## DATA TO PROCESS:
- - - - - - -
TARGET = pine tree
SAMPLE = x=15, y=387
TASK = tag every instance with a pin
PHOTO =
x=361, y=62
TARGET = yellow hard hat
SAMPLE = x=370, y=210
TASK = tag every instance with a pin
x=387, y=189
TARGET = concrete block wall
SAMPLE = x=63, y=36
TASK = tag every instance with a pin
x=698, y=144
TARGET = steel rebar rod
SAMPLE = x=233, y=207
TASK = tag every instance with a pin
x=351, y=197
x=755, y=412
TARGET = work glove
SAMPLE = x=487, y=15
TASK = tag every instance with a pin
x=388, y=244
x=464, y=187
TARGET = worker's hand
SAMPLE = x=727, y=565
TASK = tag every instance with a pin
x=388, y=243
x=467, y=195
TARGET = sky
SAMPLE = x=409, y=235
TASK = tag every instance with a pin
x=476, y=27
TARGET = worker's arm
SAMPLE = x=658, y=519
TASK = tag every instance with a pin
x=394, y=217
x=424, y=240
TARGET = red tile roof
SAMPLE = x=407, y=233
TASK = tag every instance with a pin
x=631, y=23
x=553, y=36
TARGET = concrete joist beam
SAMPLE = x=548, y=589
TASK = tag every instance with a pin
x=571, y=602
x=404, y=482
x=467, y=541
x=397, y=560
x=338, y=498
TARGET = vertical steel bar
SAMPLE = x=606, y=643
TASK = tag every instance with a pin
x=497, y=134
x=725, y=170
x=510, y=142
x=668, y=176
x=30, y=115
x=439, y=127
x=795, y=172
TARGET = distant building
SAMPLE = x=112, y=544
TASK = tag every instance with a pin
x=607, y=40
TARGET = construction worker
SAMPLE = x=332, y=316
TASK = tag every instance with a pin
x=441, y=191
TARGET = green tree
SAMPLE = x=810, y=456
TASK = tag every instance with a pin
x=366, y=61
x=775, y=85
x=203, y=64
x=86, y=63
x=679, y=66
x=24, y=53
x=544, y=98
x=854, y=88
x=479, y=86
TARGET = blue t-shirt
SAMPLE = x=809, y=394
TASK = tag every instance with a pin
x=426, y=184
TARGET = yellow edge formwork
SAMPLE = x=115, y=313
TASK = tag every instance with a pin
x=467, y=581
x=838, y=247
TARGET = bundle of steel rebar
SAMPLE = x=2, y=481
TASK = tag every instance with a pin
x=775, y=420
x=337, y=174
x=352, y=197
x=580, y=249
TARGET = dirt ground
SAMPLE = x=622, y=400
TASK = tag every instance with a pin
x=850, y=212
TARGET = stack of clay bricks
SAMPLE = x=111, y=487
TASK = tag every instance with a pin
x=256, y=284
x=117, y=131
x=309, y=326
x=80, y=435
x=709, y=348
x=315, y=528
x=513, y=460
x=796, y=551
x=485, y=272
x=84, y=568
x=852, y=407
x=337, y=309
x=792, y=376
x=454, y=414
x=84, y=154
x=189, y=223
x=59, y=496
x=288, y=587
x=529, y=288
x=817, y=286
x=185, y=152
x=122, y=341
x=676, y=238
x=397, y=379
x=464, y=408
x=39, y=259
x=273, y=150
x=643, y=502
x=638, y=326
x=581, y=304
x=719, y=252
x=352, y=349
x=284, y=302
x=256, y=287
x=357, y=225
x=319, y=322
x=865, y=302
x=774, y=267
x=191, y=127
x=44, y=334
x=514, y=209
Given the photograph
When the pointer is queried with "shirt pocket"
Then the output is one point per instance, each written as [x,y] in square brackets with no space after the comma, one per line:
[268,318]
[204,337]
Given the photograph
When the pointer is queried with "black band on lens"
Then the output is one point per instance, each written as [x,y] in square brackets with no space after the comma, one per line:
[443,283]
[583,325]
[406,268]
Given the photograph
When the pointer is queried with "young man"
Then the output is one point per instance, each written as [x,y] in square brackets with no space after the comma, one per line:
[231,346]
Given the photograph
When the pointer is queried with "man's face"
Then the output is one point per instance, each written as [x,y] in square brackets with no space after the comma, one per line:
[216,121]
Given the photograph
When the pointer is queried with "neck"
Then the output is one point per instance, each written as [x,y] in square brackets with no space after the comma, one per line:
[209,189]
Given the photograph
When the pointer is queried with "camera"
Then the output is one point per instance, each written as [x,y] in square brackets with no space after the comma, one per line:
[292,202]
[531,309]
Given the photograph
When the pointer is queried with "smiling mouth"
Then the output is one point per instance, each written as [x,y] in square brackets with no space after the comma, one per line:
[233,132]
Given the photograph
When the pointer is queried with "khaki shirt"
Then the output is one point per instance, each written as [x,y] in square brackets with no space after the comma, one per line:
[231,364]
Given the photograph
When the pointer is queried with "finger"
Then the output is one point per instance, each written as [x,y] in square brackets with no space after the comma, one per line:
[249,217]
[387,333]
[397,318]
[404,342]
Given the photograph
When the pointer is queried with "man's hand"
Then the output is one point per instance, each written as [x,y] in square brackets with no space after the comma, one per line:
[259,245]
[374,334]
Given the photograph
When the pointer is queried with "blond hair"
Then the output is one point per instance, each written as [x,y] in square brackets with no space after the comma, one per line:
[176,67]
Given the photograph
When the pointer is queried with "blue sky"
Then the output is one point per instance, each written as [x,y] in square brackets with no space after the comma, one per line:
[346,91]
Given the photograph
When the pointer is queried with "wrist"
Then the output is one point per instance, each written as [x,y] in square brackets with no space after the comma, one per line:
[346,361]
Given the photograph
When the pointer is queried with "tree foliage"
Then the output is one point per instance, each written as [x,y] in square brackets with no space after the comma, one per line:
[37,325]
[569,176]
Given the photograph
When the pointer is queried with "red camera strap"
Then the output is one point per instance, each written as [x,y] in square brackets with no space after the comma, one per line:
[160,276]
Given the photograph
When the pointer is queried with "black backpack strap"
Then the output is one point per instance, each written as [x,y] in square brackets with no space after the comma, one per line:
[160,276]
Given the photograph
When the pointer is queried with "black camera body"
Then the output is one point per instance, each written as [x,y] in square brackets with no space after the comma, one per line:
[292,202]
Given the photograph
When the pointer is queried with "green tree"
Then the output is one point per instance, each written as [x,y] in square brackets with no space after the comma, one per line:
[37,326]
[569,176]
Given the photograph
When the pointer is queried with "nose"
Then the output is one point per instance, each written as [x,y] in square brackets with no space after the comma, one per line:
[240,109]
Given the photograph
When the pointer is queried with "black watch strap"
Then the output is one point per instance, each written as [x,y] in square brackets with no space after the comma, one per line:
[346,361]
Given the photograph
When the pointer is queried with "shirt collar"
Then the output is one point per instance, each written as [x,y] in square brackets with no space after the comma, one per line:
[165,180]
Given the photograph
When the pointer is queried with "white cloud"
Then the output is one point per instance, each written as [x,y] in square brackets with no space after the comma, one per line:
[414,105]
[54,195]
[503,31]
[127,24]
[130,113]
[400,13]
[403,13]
- - - - - - -
Extract all of the data shown above without alteration.

TARGET = pine tree
SAMPLE = x=15, y=387
TASK = tag every instance with a pin
PHOTO =
x=361, y=62
TARGET = yellow hard hat
SAMPLE = x=370, y=210
TASK = tag every instance with a pin
x=387, y=189
TARGET = concrete block wall
SAMPLE = x=63, y=36
TASK = tag every instance with a pin
x=698, y=144
TARGET = steel rebar rod
SAMPLE = x=233, y=207
TASK = tag every instance with a pin
x=351, y=197
x=755, y=412
TARGET = work glove
SAMPLE = x=487, y=15
TASK = tag every instance with a pin
x=388, y=244
x=464, y=187
TARGET = worker's hand
SAMPLE = x=727, y=565
TASK = tag every instance with a pin
x=388, y=243
x=467, y=195
TARGET = sky
SAMPLE = x=409, y=235
TASK = tag every instance with a pin
x=476, y=27
TARGET = worker's arm
SAMPLE = x=658, y=519
TASK = tag every instance with a pin
x=394, y=217
x=424, y=240
TARGET = red tile roof
SAMPLE = x=407, y=233
TASK = tag every instance with a pin
x=631, y=23
x=553, y=36
TARGET = concrete joist beam
SAMPLE = x=548, y=589
TASK = tag every instance with a pin
x=571, y=602
x=404, y=482
x=467, y=541
x=397, y=560
x=338, y=498
TARGET = vertical steel bar
SAMPLE = x=606, y=643
TASK = tag every instance with a pin
x=497, y=134
x=725, y=170
x=510, y=142
x=668, y=176
x=30, y=115
x=439, y=127
x=795, y=172
TARGET = distant building
SAMPLE = x=112, y=544
TASK = tag every instance with a pin
x=607, y=40
TARGET = construction worker
SAMPLE = x=332, y=316
TASK = tag every instance with a pin
x=441, y=191
TARGET = green tree
SAMPLE = x=810, y=456
TASK = tag every instance with a pin
x=366, y=61
x=775, y=85
x=203, y=64
x=86, y=63
x=679, y=66
x=24, y=53
x=544, y=98
x=854, y=88
x=479, y=86
TARGET = blue t-shirt
SAMPLE = x=809, y=394
TASK = tag every instance with a pin
x=426, y=184
TARGET = yellow edge formwork
SAMPLE = x=115, y=313
TASK = tag every instance with a pin
x=467, y=581
x=838, y=247
TARGET = bundle of steel rebar
SAMPLE = x=2, y=481
TASK = tag every instance with a pin
x=775, y=420
x=337, y=174
x=352, y=197
x=580, y=249
TARGET = dirt ground
SAMPLE = x=622, y=400
TASK = tag every instance with a pin
x=850, y=212
TARGET = stack of clay bricks
SAMPLE = x=111, y=487
TASK = tag every instance with a pin
x=256, y=284
x=117, y=131
x=309, y=326
x=80, y=435
x=709, y=348
x=315, y=528
x=513, y=460
x=796, y=551
x=485, y=272
x=84, y=568
x=852, y=407
x=337, y=309
x=792, y=376
x=454, y=414
x=84, y=154
x=189, y=223
x=59, y=496
x=288, y=587
x=529, y=288
x=817, y=286
x=185, y=152
x=122, y=341
x=676, y=238
x=397, y=379
x=464, y=408
x=39, y=259
x=273, y=150
x=643, y=502
x=638, y=326
x=581, y=304
x=719, y=252
x=352, y=349
x=284, y=302
x=256, y=287
x=357, y=225
x=319, y=322
x=865, y=302
x=774, y=267
x=191, y=127
x=44, y=334
x=514, y=209
Given the photograph
When the pointer is queried with "shirt pocket"
Then the output is one point per instance, each written as [x,y] in square brackets with no space after the comma, one per line:
[268,318]
[204,337]
Given the photograph
When the pointer is queried with "black band on lens"
Then the output is one point per instance, each written as [x,y] in square brackets with no space after the comma, one per line:
[443,283]
[583,325]
[406,268]
Given the photograph
When the pointer is queried with "young man"
Then the output is one point per instance, each written as [x,y] in square brackets with no space after the comma, one per line:
[231,346]
Given the photograph
When the pointer is queried with "man's face"
Then the output is one point per instance, each written as [x,y] in square brackets with no space after the comma, one per line:
[216,121]
Given the photograph
When the pointer is queried with "neck"
Then the output is one point per instance, each written as [x,y] in square brackets with no space after the comma, one per line:
[209,189]
Given the photograph
When the pointer is queried with "camera"
Then the output is one point per instance, each written as [x,y] in square brackets with no space after the comma, one per line:
[292,202]
[531,309]
Given the photograph
When the pointer is queried with "smiling mouth"
Then the output is one point per instance, each written as [x,y] in square brackets with no space after the comma, one per line:
[233,132]
Given the photograph
When the pointer is queried with "khaki shirt"
Then the output is one point per instance, each written as [x,y] in square brackets with no space after the comma, one per line:
[231,364]
Given the photograph
When the pointer is queried with "finger"
Then the output is one point per instance, each written as [x,y] in square brackets with no space after the comma, one per line:
[249,217]
[387,333]
[397,318]
[404,342]
Given the photograph
When the pointer is queried with "man's hand"
Then the output is one point per instance, each written as [x,y] in square brackets with no space after the comma, one per line:
[259,245]
[374,334]
Given the photograph
When the pointer is queried with "blond hair"
Then the output is one point per instance, each written as [x,y] in square brackets with no space after the comma, one per line:
[176,67]
Given the photograph
When the pointer is queried with "blue sky"
Then the output is one point per instance, each written as [x,y] in square brackets with no space after the comma, one per line:
[346,91]
Given the photograph
When the pointer is queried with "wrist"
Then the output is one point per instance, each written as [x,y] in square brackets with no space after the comma, one per line:
[346,361]
Given the photograph
When the pointer is queried with "tree foliage"
Then the output is one point per instance, each written as [x,y] in square brackets with no space after the comma, one per line:
[37,325]
[569,176]
Given the photograph
When the pointer is queried with "red camera strap"
Then the output is one point per instance, each written as [x,y] in square brackets with no space after the comma, one per line:
[160,276]
Given the photograph
When the pointer is queried with "black backpack strap"
Then the output is one point per instance, each written as [x,y] in square brackets with no space after the comma, one per line:
[160,276]
Given the photograph
When the pointer is queried with "black camera body"
Then the output is one point per instance, each written as [x,y] in square brackets with no space after the comma, one per line:
[292,202]
Given the photograph
When the pointer is queried with "green tree"
Then the output is one point per instance, each written as [x,y] in square brackets with no space after the comma, one per line:
[37,326]
[569,176]
Given the photograph
When the pointer is queried with "nose"
Then the output is one point per instance, each written as [x,y] in square brackets with no space after the comma, one per line:
[240,109]
Given the photograph
When the pointer is queried with "black watch strap"
Then the output is one point per instance, each written as [x,y] in square brackets with no space after the comma, one per line:
[346,361]
Given the photograph
When the pointer is queried with "shirt collar"
Then the output is one point per instance, each written as [x,y] in square brackets with no space after the comma, one per line:
[165,180]
Given the photograph
When the pointer is queried with "white cloud"
Then the output is one point per instance, each written as [x,y] in square brackets with no space after the comma, one per line:
[414,105]
[54,195]
[503,31]
[127,24]
[130,113]
[400,13]
[403,13]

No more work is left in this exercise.